本明細書において、「心房細動」とは不整脈の一種であり、心電図上小さく不規則な基線の乱れが認められる疾患である。本発明において心房細動には、動悸等の自覚症状を伴う心房細動の他、無症候性心房細動も含まれる。また、心房細動は、初発性、発作性、持続性、長期永続性及び永続性のいずれであってもよい。さらに心房細動の原因も、特に制限されない。心房細動の原因としては、弁膜症、メタボリック症候群、高血圧症、及び虚血性心疾患等が挙げられる。
本発明において、「個体」は、特に制限されないが、個体にはヒト及びヒト以外の哺乳動物が含まれる。ヒト以外の哺乳動物としては、例えばウシ、ウマ、ヒツジ、ヤギ、ブタ、イヌ、ネコ、ウサギ、サル等が挙げられる。好ましくは、ヒトである。また、個体の年齢、性別は問わない。
また、「被験体」は、心房細動及びその他の心疾患の既往を有している個体であっても、心房細動及びその他の心疾患の既往を有していない個体であってもよい。また、被験体は、動悸、胸の痛みや不快感、ふらつき、全身倦怠感等の自覚症状がある者であってもよく、また無症状の者であってもよい。さらに、被験体には、医療面接、心電図及び心機図検査等の生理学的検査等の公知の診断基準に従って心房細動が疑われた試験体も含まれる。

課題一覧
• a. 心房細動に関する本文から、「本明細書において、「心房細動」で始まり「虚血性心疾患等が挙げられる。」で終わる部分を、一字一句変えずに出力してください。
• b. 心房細動に関する本文のうち「本発明において、「個体」は」で始まる段落を、主な事実を残して箇条書きに書き直してください。

入力データ

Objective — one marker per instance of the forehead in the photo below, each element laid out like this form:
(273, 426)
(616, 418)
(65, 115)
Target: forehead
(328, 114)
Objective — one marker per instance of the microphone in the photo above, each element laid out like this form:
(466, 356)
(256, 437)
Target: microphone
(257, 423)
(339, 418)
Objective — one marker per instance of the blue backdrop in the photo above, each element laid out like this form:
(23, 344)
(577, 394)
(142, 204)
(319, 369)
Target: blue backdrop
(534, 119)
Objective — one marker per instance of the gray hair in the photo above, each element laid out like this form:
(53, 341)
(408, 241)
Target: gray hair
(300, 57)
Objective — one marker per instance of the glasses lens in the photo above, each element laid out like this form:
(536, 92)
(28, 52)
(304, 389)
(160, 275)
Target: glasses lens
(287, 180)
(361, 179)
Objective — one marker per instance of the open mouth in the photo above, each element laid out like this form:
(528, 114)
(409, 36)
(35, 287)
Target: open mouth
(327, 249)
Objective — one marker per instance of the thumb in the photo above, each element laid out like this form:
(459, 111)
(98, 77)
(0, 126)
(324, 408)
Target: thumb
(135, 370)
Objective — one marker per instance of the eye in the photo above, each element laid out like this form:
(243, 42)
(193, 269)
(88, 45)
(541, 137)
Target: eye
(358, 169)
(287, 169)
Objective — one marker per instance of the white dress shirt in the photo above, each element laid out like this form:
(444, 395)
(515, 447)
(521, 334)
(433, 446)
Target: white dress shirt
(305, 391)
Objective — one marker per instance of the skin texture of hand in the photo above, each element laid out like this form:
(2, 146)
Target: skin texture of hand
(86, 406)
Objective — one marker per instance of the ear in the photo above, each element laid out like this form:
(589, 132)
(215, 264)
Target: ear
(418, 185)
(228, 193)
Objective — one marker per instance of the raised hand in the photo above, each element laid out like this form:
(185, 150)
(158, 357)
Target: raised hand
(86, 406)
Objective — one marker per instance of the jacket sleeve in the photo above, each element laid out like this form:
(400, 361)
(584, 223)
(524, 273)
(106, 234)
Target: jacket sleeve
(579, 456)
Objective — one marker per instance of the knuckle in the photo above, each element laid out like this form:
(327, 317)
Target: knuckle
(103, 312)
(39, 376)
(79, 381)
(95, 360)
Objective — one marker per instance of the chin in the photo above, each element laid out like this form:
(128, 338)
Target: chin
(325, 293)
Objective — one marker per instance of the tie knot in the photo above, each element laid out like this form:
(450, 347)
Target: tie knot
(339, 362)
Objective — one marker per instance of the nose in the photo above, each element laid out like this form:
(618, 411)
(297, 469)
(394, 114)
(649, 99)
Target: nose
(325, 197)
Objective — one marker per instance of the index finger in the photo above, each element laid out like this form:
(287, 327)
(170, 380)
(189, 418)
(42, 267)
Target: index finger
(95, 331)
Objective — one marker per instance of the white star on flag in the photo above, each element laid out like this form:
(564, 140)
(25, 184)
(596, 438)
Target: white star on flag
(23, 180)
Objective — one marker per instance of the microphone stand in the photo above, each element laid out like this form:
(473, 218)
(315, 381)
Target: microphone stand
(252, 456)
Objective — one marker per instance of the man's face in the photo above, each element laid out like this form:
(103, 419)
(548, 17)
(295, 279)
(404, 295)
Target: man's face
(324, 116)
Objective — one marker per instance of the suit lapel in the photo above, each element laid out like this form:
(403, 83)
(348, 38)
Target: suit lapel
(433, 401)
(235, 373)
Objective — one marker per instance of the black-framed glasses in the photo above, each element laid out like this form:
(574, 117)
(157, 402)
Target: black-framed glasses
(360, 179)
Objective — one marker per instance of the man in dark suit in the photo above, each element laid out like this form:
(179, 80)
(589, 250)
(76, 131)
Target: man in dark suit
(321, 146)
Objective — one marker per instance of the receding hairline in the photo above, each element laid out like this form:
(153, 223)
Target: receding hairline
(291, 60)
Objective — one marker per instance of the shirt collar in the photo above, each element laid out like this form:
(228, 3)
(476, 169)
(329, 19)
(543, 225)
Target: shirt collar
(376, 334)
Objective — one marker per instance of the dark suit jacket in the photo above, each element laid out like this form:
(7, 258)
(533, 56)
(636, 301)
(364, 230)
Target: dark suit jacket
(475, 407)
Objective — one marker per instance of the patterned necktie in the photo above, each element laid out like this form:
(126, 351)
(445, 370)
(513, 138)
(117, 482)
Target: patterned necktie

各課題の解答
• a.
本明細書において、「心房細動」とは不整脈の一種であり、心電図上小さく不規則な基線の乱れが認められる疾患である。本発明において心房細動には、動悸等の自覚症状を伴う心房細動の他、無症候性心房細動も含まれる。また、心房細動は、初発性、発作性、持続性、長期永続性及び永続性のいずれであってもよい。さらに心房細動の原因も、特に制限されない。心房細動の原因としては、弁膜症、メタボリック症候群、高血圧症、及び虚血性心疾患等が挙げられる。

• b.
- 個体は特に制限されず、ヒト及びヒト以外の哺乳動物が含まれる
- ヒト以外の哺乳動物の例：ウシ、ウマ、ヒツジ、ヤギ、ブタ、イヌ、ネコ、ウサギ、サル等
- 好ましくはヒトである
- 個体の年齢、性別は問わない